------ Source text

Notice, you don’t even have to
switch out apt, homebrew or
pacman/AUR for Nix, nor do you have
to manage two package managing
states with Nix. You can choose to
only use it for temporary package
environments
(nix run
/nix shell
)
and temporary developments/build
environments
(nix develop
/nix build
).
Starting on a “lower level” of Nix would help out a lot and avoid a lot of the more esoteric issues one might have on the “higher levels”, while reaping most of the same benefits. You certainly don’t have to do what I did and take the plunge directly on something as complex as NixOS, just to fall down and faceplant the concrete below.
How I used Nix
I started using NixOS after having to migrate my Arch configuration, and finding everything a complete mess. What had I configured? What had I installed? What state did I want to keep? Arch did not give me the proper tools to organize this, and I considered writing a bash script myself that set everything up. It seemed hacky and error-prone though, but then I discovered NixOS and knew that this was exactly the tool I needed!
Learning to use NixOS was rough though. I spent a lot of time just getting basic stuff to work, and this was despite coming from Arch. Everything had to be done the “Nix Way”, and as I maximized for reproducibility, I ended up playing whack-a-mole with countless of tedious issues. All of it for increasingly diminishing returns.
So I ended up abandoning NixOS. The final nail in the coffin was when I got a job and had to build the in-house software on my machine, and none of it were trivial examples, requiring deeper knowledge of packaging. Sure, I could have spun up Ubuntu docker containers as a clutch, but why? The NixOS/Arch way of setting up everything manually became too tedious anyways, and I wanted something that just worked.
I don’t want to try to build a package from a github description just to find out that my “snowflake distro” doesn’t support a weird pseudostandard that most of the other distros does. I also don’t have time to configure every little thing such as bluetooth modules or wifi, I want to have a starting point that gets me the day-to-day features I need and then configure my tooling around that.
So I ended up installing PopOS.

------------
------ Data records

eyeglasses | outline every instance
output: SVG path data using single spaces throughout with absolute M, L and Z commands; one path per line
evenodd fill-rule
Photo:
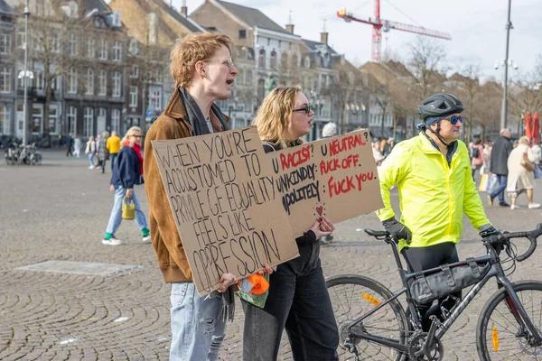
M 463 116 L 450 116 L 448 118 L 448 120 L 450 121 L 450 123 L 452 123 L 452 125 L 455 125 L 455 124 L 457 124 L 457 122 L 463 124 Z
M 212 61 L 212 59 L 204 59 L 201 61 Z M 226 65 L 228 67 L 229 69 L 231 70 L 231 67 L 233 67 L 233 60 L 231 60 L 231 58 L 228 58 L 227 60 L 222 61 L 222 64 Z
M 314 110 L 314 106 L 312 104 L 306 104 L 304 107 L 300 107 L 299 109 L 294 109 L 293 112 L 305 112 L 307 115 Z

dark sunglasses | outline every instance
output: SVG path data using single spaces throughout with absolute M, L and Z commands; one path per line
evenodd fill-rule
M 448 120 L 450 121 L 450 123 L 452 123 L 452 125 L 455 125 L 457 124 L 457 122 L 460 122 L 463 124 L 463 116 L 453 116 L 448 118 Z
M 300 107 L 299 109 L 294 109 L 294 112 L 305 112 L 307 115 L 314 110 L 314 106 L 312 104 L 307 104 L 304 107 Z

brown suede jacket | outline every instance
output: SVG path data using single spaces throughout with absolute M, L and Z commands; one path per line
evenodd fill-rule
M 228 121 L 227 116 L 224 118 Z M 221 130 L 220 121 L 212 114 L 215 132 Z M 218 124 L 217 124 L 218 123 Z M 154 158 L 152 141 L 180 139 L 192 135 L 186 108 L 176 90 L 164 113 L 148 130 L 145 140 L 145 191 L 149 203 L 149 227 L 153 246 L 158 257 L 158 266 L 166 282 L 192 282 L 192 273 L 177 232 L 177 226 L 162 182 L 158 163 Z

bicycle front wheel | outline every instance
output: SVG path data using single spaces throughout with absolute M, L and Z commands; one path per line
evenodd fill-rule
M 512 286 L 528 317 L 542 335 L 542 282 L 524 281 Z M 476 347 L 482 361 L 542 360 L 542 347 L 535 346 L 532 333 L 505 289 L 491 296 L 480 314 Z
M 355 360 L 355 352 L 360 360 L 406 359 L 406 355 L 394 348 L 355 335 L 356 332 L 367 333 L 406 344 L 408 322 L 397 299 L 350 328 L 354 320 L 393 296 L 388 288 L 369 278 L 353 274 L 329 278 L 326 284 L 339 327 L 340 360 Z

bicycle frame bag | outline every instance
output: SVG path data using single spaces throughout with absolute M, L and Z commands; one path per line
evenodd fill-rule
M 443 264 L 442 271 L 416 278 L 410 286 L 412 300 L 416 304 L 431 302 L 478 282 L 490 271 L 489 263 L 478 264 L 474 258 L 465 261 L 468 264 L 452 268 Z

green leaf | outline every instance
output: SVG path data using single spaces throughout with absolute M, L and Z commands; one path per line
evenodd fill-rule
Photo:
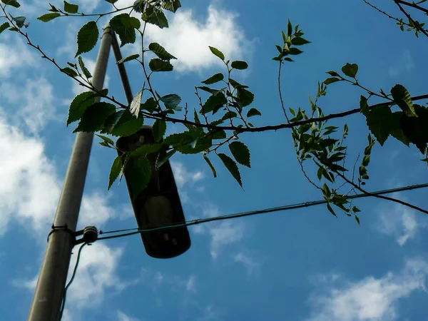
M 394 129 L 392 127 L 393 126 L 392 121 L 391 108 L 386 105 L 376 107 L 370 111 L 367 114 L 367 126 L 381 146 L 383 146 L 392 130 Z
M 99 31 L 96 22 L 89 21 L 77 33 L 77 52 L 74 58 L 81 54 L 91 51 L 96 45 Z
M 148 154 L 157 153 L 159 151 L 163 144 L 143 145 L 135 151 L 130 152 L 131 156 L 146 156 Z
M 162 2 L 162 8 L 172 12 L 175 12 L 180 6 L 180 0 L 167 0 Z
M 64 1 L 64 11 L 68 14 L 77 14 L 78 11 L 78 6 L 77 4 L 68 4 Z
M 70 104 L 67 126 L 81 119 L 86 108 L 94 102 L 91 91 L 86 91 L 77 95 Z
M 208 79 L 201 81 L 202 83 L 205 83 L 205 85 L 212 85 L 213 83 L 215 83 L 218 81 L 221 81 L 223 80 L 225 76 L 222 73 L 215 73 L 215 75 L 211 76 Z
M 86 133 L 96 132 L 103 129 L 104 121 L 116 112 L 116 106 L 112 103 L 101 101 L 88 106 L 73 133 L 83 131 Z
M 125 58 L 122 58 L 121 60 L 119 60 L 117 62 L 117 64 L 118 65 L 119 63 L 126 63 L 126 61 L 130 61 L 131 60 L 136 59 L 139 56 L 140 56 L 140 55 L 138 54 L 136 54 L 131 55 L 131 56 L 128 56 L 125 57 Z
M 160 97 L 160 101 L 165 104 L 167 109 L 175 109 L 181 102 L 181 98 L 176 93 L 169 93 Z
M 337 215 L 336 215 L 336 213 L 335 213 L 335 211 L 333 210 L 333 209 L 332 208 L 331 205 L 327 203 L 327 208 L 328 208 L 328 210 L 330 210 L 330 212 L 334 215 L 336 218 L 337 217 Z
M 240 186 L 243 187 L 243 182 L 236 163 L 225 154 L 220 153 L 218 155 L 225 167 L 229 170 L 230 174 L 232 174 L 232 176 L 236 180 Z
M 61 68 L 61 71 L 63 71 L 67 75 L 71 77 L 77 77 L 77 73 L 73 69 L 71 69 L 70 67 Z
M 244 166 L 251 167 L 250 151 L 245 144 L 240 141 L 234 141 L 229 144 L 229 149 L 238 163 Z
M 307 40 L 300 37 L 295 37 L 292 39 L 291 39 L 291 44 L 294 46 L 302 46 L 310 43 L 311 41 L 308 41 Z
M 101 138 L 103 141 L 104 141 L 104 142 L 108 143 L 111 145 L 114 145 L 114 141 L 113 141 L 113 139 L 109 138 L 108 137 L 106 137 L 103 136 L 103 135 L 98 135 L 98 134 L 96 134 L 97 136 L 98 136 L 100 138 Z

------------

**Tasks to carry out**
[1] In the Nix text, which distribution did the writer install after abandoning NixOS?
[2] Write a continuation of the text about using Nix, picking up right after its final sentence.

**Replies**
[1] PopOS.

[2]
How I currently use Nix
The entirety of my Linux journey was:
Kubuntu → Arch → NixOS → PopOS
I had arrived back in the land of statefulness and I found myself longing for just a little of that sweet reproducibility and declarability that I had given up. I then recalled something that I had been researching before; Home Manager. I never really got the point from my NixOS point of view, but sitting on PopOS it was a lifesaver. I quickly discovered that I could have a “Just Works™” distro with 80% of the benefits of Nix with 20% of the headaches.
I could create a reproducible, declarative toolbox using home manager and let PopOS handle all the boring bells and whistles you’d expect from a modern distro. This unfortunately meant that Nix couldn’t handle the system-level stuff that I do want to configure, like tweaking PopOS, setting up docker or routing my traffic through a VPN. Sure, I won’t have a 100% reproducibility this way, however I save myself from almost all of the pains I had previously. If anything should fail the “Nix Way” I could easily fall back on statefully installing or configuring whatever program I needed on the fly, so I always had an “escape hatch”.
I gained the ability to bring my toolbox on any unix2 machine with just two commands:
# Install Nix
curl --proto '=https' --tlsv1.2 -sSf -L https://install.determinate.systems/nix | sh -s -- install
# Install configuration using flakes for the chosen "$MACHINE" (like "work-laptop")
nix run home-manager/master -- switch -b backup --flake .#"$MACHINE"
This is great! I can now have my toolbox on my work laptop, home laptop, NAS or even my Steam Deck, no matter the flavor of linux they’re running.
Here is some of the uses I happily use Nix for today:
- As a build-tool geared for reproducibility for various software projects
- I use a Nix
flake to reproducibly compile
pandoc-flavoured markdown into
pdf’s3.
It can also run a script that waits
for
$file.md
files to change and then compile it into$file.pdf
. - I use Home Manager to manage all my dotfiles and user-level packages.
- I use NixOS on my Raspberry Pi NAS to self-host various services.
- Both my home-manager and NixOS configurations are declared in a single Nix flake.
Okay, maybe you should use NixOS. I do, after all, still use it today on my server. In that context it’s excellent, I get to have a declarative server environment with top-notch reproducibility, all without using Docker! But just installing it on your main work machine is, in my opinion, not the best way to use NixOS, nor is it the best way to get into Nix. It should be reserved for situations where there’s clear benefits or for enthusiasts. If you already use NixOS and you’re happy with your choice, I see no reason to change your workflow, but I benefitted from changing mine.
Using Nix is software heaven when it works, but as soon as you stray from the “happy path” you quickly find your way to software hell. While I learned a lot from my own journey, and now certainly find myself comfortable using this complicated, messy but altogether wonderful tool, I find that some people new to Nix are tempted to follow the same path that I did, but the “hard way” isn’t always best way. So don’t use NixOS, use Nix.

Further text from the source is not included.